Exercise details: Retype the records below so that each one matches exactly.

[Stored data entries]
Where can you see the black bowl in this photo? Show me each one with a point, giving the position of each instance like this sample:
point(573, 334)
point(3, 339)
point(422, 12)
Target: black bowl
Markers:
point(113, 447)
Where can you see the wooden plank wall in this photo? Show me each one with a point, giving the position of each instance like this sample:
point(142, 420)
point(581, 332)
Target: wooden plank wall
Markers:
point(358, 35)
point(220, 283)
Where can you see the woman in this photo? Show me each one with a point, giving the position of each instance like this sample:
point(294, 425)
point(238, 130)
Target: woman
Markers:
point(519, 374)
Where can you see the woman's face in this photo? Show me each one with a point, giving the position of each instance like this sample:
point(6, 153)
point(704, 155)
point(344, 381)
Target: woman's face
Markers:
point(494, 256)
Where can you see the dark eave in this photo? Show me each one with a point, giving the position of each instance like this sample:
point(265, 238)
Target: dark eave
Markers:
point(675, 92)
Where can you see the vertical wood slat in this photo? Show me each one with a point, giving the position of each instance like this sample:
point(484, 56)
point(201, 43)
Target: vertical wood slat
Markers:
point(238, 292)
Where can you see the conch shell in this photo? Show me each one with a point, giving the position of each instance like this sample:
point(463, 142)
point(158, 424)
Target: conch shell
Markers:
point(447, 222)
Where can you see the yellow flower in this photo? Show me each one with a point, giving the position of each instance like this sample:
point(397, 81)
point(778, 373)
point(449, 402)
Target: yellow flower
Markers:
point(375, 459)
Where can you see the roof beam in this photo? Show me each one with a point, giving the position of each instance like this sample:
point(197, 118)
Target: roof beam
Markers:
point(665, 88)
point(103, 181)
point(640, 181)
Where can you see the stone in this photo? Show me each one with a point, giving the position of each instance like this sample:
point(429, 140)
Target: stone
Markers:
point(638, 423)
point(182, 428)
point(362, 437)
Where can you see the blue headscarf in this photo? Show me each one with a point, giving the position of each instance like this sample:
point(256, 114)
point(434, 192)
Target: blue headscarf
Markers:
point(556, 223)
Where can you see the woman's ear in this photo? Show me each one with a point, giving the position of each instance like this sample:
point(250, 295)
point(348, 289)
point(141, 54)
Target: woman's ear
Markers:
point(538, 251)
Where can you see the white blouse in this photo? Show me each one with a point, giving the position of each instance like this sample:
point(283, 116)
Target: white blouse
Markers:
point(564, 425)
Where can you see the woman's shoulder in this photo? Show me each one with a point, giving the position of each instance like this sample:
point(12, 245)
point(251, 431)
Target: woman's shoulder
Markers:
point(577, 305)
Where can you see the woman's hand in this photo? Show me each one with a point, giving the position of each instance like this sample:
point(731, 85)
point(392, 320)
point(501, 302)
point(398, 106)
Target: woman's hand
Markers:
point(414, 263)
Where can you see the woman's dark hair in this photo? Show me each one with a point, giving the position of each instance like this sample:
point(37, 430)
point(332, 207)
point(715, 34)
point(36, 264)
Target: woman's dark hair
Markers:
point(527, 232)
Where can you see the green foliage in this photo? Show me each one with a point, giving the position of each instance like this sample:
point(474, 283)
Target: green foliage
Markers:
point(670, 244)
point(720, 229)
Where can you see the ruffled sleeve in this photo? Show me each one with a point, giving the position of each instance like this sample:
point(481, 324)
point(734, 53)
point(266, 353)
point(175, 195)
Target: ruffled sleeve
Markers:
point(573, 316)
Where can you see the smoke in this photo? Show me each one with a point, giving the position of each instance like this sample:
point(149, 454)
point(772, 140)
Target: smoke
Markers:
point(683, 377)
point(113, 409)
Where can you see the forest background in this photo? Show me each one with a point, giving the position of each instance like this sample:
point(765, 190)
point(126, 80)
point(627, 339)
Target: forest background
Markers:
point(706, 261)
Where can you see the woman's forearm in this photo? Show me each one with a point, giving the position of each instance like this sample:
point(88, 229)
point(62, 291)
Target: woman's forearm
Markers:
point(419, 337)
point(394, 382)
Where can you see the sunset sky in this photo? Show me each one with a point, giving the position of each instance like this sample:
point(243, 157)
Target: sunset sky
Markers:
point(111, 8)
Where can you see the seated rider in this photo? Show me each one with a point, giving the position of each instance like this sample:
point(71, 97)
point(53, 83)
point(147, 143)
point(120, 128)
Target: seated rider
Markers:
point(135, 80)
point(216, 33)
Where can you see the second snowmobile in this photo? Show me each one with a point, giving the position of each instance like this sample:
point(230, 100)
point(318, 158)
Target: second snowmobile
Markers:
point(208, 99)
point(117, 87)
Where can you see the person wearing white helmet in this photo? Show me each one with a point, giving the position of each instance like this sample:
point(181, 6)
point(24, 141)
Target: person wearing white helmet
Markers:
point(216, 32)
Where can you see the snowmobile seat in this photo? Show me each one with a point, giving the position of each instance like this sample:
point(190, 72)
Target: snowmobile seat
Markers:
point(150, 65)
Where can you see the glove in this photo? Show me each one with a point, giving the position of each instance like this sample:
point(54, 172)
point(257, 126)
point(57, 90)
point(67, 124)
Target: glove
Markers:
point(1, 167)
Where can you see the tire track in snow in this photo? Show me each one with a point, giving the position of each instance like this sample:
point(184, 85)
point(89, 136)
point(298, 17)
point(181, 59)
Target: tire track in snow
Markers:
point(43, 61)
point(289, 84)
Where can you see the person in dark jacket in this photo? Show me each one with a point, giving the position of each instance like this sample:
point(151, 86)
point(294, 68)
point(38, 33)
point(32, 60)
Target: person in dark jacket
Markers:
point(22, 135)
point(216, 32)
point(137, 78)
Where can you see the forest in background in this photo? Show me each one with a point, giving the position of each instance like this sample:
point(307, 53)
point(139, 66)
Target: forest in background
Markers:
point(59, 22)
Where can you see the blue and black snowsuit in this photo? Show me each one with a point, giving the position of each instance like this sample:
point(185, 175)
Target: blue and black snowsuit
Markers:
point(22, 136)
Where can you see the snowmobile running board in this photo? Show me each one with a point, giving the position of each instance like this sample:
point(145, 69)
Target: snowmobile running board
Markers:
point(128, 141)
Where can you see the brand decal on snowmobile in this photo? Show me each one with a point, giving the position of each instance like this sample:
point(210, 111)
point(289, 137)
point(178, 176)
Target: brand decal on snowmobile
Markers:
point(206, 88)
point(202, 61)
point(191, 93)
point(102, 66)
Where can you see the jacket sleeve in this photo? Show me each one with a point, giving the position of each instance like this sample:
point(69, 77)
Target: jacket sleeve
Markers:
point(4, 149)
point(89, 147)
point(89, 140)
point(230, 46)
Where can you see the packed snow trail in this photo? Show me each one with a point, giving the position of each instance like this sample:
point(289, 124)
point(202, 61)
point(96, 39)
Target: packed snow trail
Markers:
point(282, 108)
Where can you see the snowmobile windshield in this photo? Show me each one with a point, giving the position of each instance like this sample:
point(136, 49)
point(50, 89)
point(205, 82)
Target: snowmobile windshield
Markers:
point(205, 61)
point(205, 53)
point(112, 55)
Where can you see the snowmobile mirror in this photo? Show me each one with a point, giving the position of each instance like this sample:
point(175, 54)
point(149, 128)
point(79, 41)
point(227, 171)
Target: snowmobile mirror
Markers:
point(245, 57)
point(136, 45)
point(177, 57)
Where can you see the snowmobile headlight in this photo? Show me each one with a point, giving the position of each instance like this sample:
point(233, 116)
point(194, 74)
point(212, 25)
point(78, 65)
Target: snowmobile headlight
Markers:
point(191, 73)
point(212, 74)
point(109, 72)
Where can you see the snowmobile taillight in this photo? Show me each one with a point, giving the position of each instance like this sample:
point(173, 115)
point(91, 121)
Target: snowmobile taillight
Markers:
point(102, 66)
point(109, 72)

Written answer:
Where can you see the black bowl in this photo? Show me each one with a point, giving the position of each instance like this sample:
point(573, 334)
point(3, 339)
point(422, 12)
Target: black bowl
Markers:
point(113, 447)
Where can you see the wooden plank wall in this photo? Show me each one with a point, giving the position of each instance like this sample:
point(142, 420)
point(581, 332)
Target: wooden plank wall
Markers:
point(358, 35)
point(220, 283)
Where can you see the woman in this photo? Show me each one with a point, giving the position of each instance like this sample:
point(294, 425)
point(238, 130)
Target: woman
Markers:
point(519, 374)
Where can you see the woman's face in this photo? Show me each one with a point, giving the position of each instance like this sample:
point(6, 153)
point(704, 155)
point(344, 381)
Target: woman's face
Markers:
point(494, 256)
Where can you see the dark eave in this photo? Show me each one with a point, giving the position of each instance like this sample:
point(265, 238)
Target: dark eave
Markers:
point(675, 92)
Where can you see the vertical wood slat in this photo? Show me each one with a point, giving the position of each instance like this sample:
point(484, 56)
point(201, 43)
Target: vertical wood slat
Markers:
point(238, 292)
Where can you see the conch shell in this photo? Show me each one with a point, giving the position of each instance like this sample:
point(463, 142)
point(158, 424)
Target: conch shell
Markers:
point(447, 222)
Where can you see the yellow flower in this photo? Show me each one with a point, giving the position of each instance like this sample:
point(397, 81)
point(778, 373)
point(449, 402)
Target: yellow flower
Markers:
point(375, 459)
Where can you see the roof beam in this photo? Show me each one with a point, giving the position of each instance like this sample:
point(197, 118)
Target: roof beam
Markers:
point(665, 88)
point(103, 181)
point(640, 181)
Where can you see the stone in this photo? Show me each one with a point, giving the position of each instance like this sample:
point(429, 140)
Target: stone
Markers:
point(638, 423)
point(182, 428)
point(362, 437)
Where can you see the blue headscarf in this photo? Show me each one with a point, giving the position of each instance like this sample:
point(256, 114)
point(434, 192)
Target: blue headscarf
Markers:
point(556, 223)
Where can you see the woman's ear in this photo? Show me each one with a point, giving the position of each instance like this sample:
point(250, 295)
point(348, 289)
point(141, 54)
Target: woman's ear
Markers:
point(538, 251)
Where can you see the white blouse in this photo? Show me each one with a point, giving the position of each instance like this sample:
point(283, 116)
Target: white blouse
Markers:
point(564, 425)
Where can you see the woman's shoulder in this photo? Show me each one with a point, giving the position of each instance like this sample:
point(12, 245)
point(251, 431)
Target: woman's shoulder
Markers:
point(577, 305)
Where can you see the woman's hand in this photo? Show me each one with a point, giving the position of each instance like this sample:
point(731, 85)
point(392, 320)
point(501, 302)
point(398, 106)
Target: woman's hand
Markers:
point(414, 263)
Where can you see the woman's dark hair in this photo? Show me each one with a point, giving the position of each instance like this sample:
point(37, 430)
point(332, 207)
point(715, 34)
point(36, 264)
Target: woman's dark hair
Markers:
point(527, 232)
Where can you see the green foliage in this photo? Show me each one with a point, giving the position of each instance like this sample:
point(474, 283)
Target: green foliage
Markers:
point(670, 244)
point(720, 229)
Where can you see the ruffled sleeve in this photo? Show me each one with a point, giving the position of each instance like this sample:
point(481, 324)
point(734, 53)
point(266, 353)
point(175, 195)
Target: ruffled sleeve
Markers:
point(573, 316)
Where can you see the smoke in this photo? Show me each one with a point, giving the position of each instance like this sample:
point(149, 454)
point(772, 140)
Target: smoke
Markers:
point(683, 377)
point(113, 409)
Where can you see the forest background in this photo? Show me each one with a point, giving the position of each instance like this sample:
point(765, 190)
point(126, 80)
point(627, 339)
Target: forest background
Markers:
point(706, 261)
Where can you see the woman's forearm in this photo? Show me each one with a point, giving the position of each instance like this sample:
point(88, 229)
point(62, 291)
Target: woman's forearm
Markers:
point(419, 337)
point(394, 382)
Where can you see the sunset sky in this photo? Show me each one with a point, giving the position of each instance like this sample:
point(243, 157)
Target: sunset sky
Markers:
point(111, 8)
Where can you see the seated rider in this photo? Show me each one with a point, giving the position of each instance like this sample:
point(71, 97)
point(53, 83)
point(147, 143)
point(120, 128)
Target: seated rider
Markers:
point(135, 80)
point(216, 33)
Where can you see the second snowmobile in this photo? Show me each one with a point, giving the position of each instance like this sample:
point(230, 100)
point(318, 158)
Target: second snowmobile
Markers:
point(208, 99)
point(117, 87)
Where can you see the person wearing white helmet in this photo? Show me each one with a point, giving the position of each instance like this sample:
point(181, 6)
point(24, 141)
Target: person wearing white helmet
Markers:
point(216, 32)
Where can you see the snowmobile seat in this photo? Show me each one with a point, giving the position of each instance like this sample:
point(190, 72)
Target: snowmobile seat
Markers:
point(150, 65)
Where can you see the glove in this photo? Show me each one with a point, giving the position of each instance like this sample:
point(54, 172)
point(257, 126)
point(57, 90)
point(67, 124)
Target: glove
Markers:
point(1, 167)
Where can you see the tire track in snow in this photo? Show me each one with a point, giving the position of each instance like this sample:
point(184, 85)
point(89, 136)
point(298, 17)
point(181, 59)
Target: tire track in snow
Markers:
point(43, 61)
point(289, 84)
Where can you see the person in dark jacket in this photo? Show me each one with a point, giving the position of each instance like this sample:
point(151, 86)
point(294, 68)
point(38, 33)
point(32, 60)
Target: person in dark jacket
Markers:
point(22, 135)
point(216, 32)
point(137, 78)
Where can you see the forest in background in this photo? Show me each one with a point, giving the position of each instance like this sample:
point(307, 53)
point(139, 66)
Target: forest in background
Markers:
point(59, 22)
Where can you see the blue and black snowsuit in this photo? Show me each one with a point, giving the position of each instance like this sample:
point(185, 175)
Target: blue and black snowsuit
Markers:
point(22, 136)
Where can you see the snowmobile running board in this photo? Show me each one with a point, giving the position of each instance like this sample:
point(145, 69)
Target: snowmobile running board
Markers:
point(128, 141)
Where can you see the brand decal on snowmobile in this photo? Show me each one with a point, giving the position of each instance like this sample:
point(210, 111)
point(289, 137)
point(178, 176)
Target: brand decal on snowmobile
Markers:
point(206, 88)
point(202, 61)
point(191, 93)
point(102, 66)
Where can you see the jacket sleeve in this photo? Show me each one with a point, giving the position of each instance like this sample:
point(69, 77)
Target: jacket sleeve
Markers:
point(4, 149)
point(89, 147)
point(89, 140)
point(230, 46)
Where can you see the packed snow trail in this photo? Show me each one with a point, giving the position of each instance like this sample:
point(289, 124)
point(202, 61)
point(96, 39)
Target: packed snow trail
Markers:
point(282, 108)
Where can you see the snowmobile windshield in this photo? Show me each one with a point, giving the position of each instance like this sample:
point(136, 49)
point(50, 89)
point(205, 82)
Target: snowmobile windshield
Markers:
point(205, 61)
point(205, 53)
point(112, 55)
Where can you see the snowmobile mirror in this photo? Show me each one with a point, giving the position of each instance like this sample:
point(175, 54)
point(149, 128)
point(79, 41)
point(227, 171)
Target: snowmobile mirror
Markers:
point(245, 57)
point(136, 45)
point(177, 57)
Where can you see the snowmobile headlight in this photo? Show me each one with a point, giving the position of each instance like this sample:
point(233, 116)
point(194, 74)
point(212, 25)
point(78, 65)
Target: snowmobile headlight
Markers:
point(191, 73)
point(212, 74)
point(109, 72)
Where can you see the snowmobile taillight in this photo? Show me each one with a point, giving the position of each instance like this sample:
point(173, 115)
point(91, 121)
Target: snowmobile taillight
Markers:
point(102, 66)
point(109, 72)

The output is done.